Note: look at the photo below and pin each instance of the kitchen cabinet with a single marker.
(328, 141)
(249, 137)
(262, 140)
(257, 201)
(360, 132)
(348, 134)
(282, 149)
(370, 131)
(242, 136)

━━━━━━

## PROBLEM TO WORK ON
Your reply should consist of all the records, restated exactly.

## RESULT OF THIS EXERCISE
Note: look at the photo below and pin each instance of the kitchen cabinet with a single marker.
(328, 141)
(249, 137)
(262, 140)
(257, 201)
(360, 132)
(348, 134)
(282, 149)
(370, 131)
(242, 136)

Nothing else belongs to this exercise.